Required work: Whenever the word "child" shows up in a line of the data, copy that line.

Supplied material:
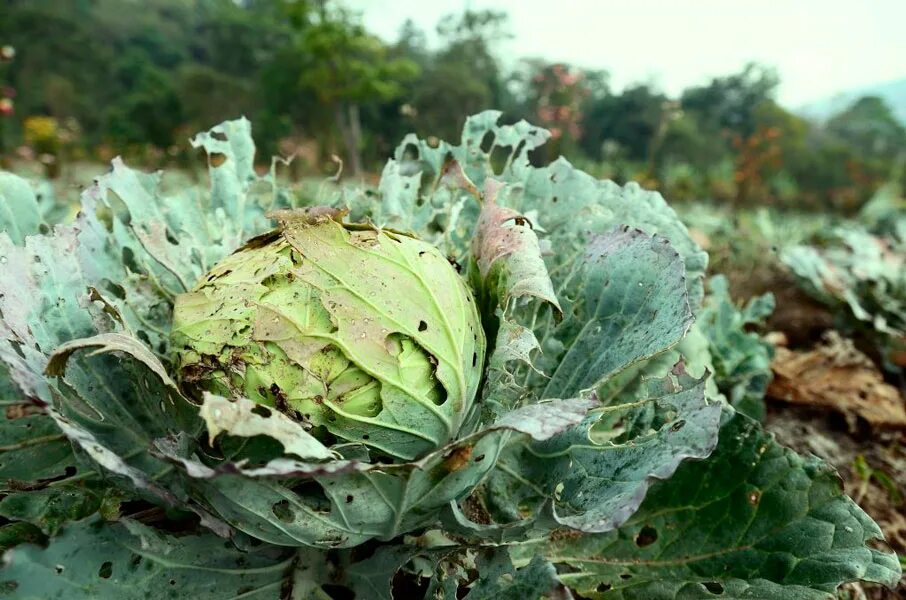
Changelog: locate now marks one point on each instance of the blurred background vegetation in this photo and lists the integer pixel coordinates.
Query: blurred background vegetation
(83, 80)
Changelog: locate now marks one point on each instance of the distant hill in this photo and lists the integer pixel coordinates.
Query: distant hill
(893, 92)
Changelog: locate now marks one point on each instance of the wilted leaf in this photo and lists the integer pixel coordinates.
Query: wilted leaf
(754, 520)
(836, 375)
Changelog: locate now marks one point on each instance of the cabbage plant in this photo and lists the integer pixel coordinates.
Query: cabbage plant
(482, 378)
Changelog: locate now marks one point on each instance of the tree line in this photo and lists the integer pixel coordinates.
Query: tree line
(91, 76)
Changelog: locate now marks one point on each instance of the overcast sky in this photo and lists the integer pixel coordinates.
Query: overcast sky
(819, 47)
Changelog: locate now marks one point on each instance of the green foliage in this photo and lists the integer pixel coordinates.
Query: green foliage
(593, 396)
(860, 275)
(741, 359)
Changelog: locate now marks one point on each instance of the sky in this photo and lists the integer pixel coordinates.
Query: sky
(819, 47)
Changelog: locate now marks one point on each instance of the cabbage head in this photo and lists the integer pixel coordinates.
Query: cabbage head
(360, 334)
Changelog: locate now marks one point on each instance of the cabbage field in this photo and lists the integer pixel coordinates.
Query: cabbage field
(479, 377)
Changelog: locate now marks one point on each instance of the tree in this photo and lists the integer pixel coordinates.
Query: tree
(728, 103)
(343, 66)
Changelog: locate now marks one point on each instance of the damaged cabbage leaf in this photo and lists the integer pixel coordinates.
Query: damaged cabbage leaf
(741, 358)
(755, 520)
(93, 559)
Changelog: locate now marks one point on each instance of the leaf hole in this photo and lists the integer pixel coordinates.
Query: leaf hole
(714, 587)
(283, 511)
(106, 570)
(337, 592)
(487, 142)
(646, 536)
(262, 411)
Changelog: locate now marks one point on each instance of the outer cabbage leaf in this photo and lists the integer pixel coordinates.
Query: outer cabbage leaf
(741, 358)
(862, 277)
(624, 302)
(568, 205)
(754, 520)
(93, 559)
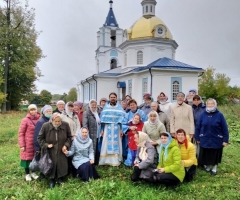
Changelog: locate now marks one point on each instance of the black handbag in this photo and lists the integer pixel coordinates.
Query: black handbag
(45, 164)
(34, 164)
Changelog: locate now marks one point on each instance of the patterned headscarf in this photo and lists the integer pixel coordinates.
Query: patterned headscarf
(80, 138)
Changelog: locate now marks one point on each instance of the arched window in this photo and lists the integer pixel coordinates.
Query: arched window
(139, 57)
(125, 59)
(144, 86)
(130, 87)
(175, 89)
(113, 64)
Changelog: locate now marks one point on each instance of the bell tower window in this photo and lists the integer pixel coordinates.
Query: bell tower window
(113, 38)
(113, 64)
(139, 57)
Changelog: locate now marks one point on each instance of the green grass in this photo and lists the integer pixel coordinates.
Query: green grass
(115, 181)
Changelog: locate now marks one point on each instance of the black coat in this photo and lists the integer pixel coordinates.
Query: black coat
(37, 130)
(59, 138)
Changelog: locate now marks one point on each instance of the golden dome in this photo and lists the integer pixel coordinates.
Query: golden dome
(145, 28)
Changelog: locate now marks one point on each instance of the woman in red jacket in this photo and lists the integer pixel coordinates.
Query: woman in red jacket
(135, 125)
(26, 140)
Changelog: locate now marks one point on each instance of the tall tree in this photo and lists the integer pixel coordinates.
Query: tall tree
(19, 54)
(72, 95)
(214, 85)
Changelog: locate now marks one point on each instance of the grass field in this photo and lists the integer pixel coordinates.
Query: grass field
(115, 182)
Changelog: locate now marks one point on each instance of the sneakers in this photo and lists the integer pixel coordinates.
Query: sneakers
(28, 177)
(34, 175)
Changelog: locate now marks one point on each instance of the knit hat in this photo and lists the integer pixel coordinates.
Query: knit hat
(181, 93)
(61, 101)
(45, 108)
(147, 95)
(193, 90)
(78, 103)
(32, 106)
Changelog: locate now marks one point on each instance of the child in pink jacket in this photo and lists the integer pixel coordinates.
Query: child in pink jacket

Response below:
Changelog: locate now marks one point on each instance of the child in pink jacket in this photo and lists the integer pixel coordinates.
Query: child in pink jacket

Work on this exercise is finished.